Page text:
▼▼▼

Provision for Income Taxes

 

 

Years Ended January 31,

 

% Change

 

 

 

     2005     

 

     2004     

 

in 2005

 

Provision for income taxes

 

 

$

27,843

 

 

 

$

17,842

 

 

 

56.1

%

 

% of net revenue

 

 

2.3

%

 

 

2.2

%

 

 

 

 

 

 

Our effective tax rate was 16.4% for fiscal 2005 compared to 28.2% for fiscal 2004. For fiscal 2005 and 2004 the effective rates were affected primarily by an increase in the proportion of income earned in locations outside the U.S., which was taxed at lower income tax rates as well as by stock-based compensation and non-deductible expenses relating to our acquisitions, which were recorded as a result of using purchase accounting.

On August 26, 2003, the Internal Revenue Service (IRS) began an income tax audit of Marvell Semiconductor, Inc. (MSI), the main U.S. subsidiary of Marvell Technology Group Ltd., for fiscal 2003, 2002 and 2001. The audit was completed in fiscal 2005 with no material adverse impact on our consolidated financial statements.

Subsequent Events

On February 21, 2006, the Board of Directors approved a 2 for 1 stock split of the Company’s common stock, to be effected pursuant to the issuance of additional shares as a stock dividend. The stock split is subject to shareholder approval of an increase in the Company’s authorized share capital at the Company’s 2006 Annual General Meeting tentatively scheduled for June 2006.

52




Pending Acquisitions

On February 16, 2006, we completed the acquisition of the semiconductor division of UTStarcom, Inc. for $24.0 million in cash. We may pay an additional $16.0 million if certain defined milestones are achieved at various intervals through September 2006. We may also record a one-time charge for purchased in-process research and development expenses. The amount of that charge, if any, would be recorded in our first quarter of fiscal 2007, but has not yet been determined.

On February 21, 2006, we announced the signing of a definitive agreement to acquire the printer semiconductor business of Avago Technologies Limited. Under the agreement, we will pay $240.0 million in cash upon closing of the transaction. We may pay an additional $35.0 million if certain milestones are achieved at various intervals through October 2007. We may also record a one-time charge for purchased in-process research and development expenses related to the acquisition. The amount of that charge, if any, and the period in which it would be recorded has not yet been determined.

Liquidity and Capital Resources

Our principal source of liquidity as of January 31, 2006 consisted of $921.0 million of cash, cash equivalents and short-term investments. Since our inception, we have financed our operations through a combination of sales of equity securities, cash generated by operations and cash assumed in acquisitions.

▲▲▲

Actions to take:
1 - List every dollar amount that the financial report excerpt states in millions.
2 - Reproduce the passage of the financial report excerpt starting at the words "Liquidity and Capital" and ending after "assumed in acquisitions.".
The records come from a separate, unrelated source.

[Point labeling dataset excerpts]
▼▼▼

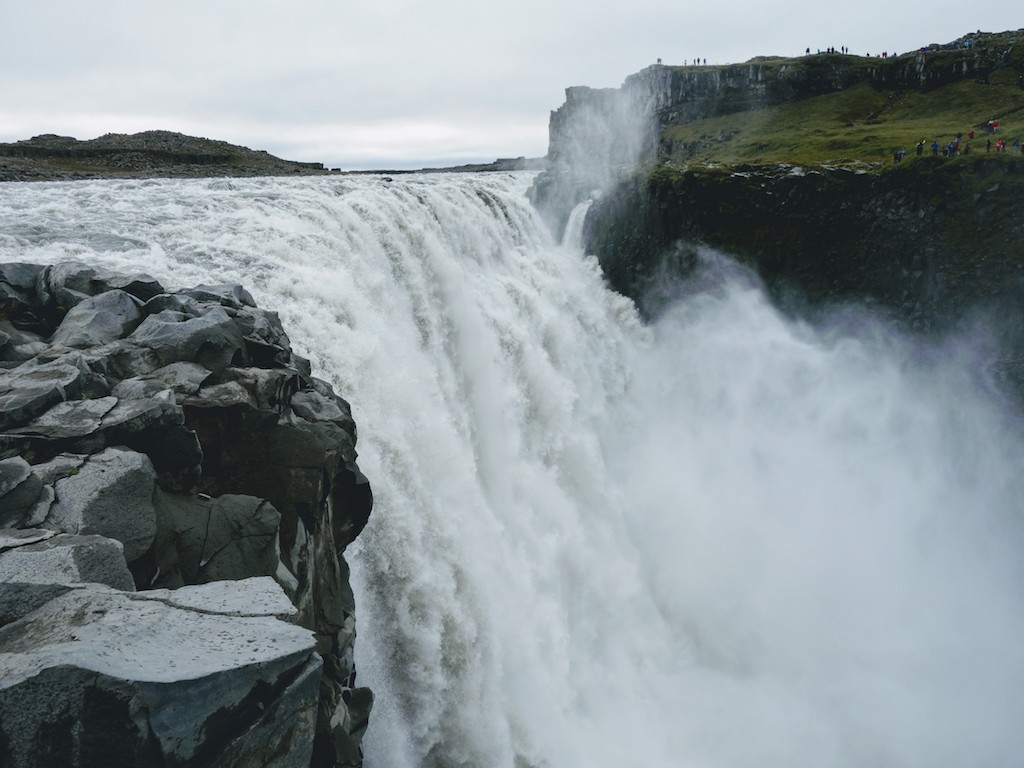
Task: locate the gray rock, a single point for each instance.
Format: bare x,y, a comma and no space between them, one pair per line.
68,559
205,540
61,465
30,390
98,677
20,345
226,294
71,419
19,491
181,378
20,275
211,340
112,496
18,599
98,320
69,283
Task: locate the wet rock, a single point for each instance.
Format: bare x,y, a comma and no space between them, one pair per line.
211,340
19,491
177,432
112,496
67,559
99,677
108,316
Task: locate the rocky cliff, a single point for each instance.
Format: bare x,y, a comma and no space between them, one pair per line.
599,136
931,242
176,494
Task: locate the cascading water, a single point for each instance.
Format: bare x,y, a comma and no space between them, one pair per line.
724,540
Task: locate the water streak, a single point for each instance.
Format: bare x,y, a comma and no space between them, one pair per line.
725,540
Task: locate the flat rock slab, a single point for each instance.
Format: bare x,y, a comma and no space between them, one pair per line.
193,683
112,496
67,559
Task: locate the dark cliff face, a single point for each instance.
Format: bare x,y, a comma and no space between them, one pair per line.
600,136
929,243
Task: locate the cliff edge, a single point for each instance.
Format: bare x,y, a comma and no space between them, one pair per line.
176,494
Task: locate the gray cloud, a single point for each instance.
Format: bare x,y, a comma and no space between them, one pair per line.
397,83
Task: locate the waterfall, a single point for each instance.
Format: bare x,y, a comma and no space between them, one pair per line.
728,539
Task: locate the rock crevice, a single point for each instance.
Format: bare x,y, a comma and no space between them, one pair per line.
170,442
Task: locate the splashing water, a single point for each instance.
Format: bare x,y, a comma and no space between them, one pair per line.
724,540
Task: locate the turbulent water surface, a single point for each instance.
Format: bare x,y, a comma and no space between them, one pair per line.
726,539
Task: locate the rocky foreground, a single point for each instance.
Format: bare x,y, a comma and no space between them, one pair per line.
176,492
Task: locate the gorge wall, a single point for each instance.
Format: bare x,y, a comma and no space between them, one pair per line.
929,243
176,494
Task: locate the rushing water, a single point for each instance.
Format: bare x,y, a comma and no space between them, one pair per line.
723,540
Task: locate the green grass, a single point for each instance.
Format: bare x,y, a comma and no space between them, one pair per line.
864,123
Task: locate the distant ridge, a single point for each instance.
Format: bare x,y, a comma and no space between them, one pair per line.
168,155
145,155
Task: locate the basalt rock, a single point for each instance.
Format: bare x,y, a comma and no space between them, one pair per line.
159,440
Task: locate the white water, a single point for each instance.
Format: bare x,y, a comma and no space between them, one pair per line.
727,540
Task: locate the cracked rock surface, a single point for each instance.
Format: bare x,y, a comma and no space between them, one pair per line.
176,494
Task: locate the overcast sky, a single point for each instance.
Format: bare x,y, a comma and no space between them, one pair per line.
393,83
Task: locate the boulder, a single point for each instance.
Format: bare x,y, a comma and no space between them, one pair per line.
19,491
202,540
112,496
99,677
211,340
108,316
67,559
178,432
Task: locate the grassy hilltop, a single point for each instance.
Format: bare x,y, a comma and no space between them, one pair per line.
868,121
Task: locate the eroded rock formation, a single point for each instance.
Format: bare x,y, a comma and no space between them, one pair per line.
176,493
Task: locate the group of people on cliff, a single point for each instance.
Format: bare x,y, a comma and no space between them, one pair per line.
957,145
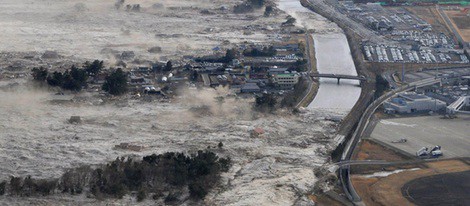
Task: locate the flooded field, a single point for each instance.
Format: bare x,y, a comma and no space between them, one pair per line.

▲▲▲

Response list:
1 -
$24.0 million
$16.0 million
$240.0 million
$35.0 million
$921.0 million

2 -
Liquidity and Capital Resources

Our principal source of liquidity as of January 31, 2006 consisted of $921.0 million of cash, cash equivalents and short-term investments. Since our inception, we have financed our operations through a combination of sales of equity securities, cash generated by operations and cash assumed in acquisitions.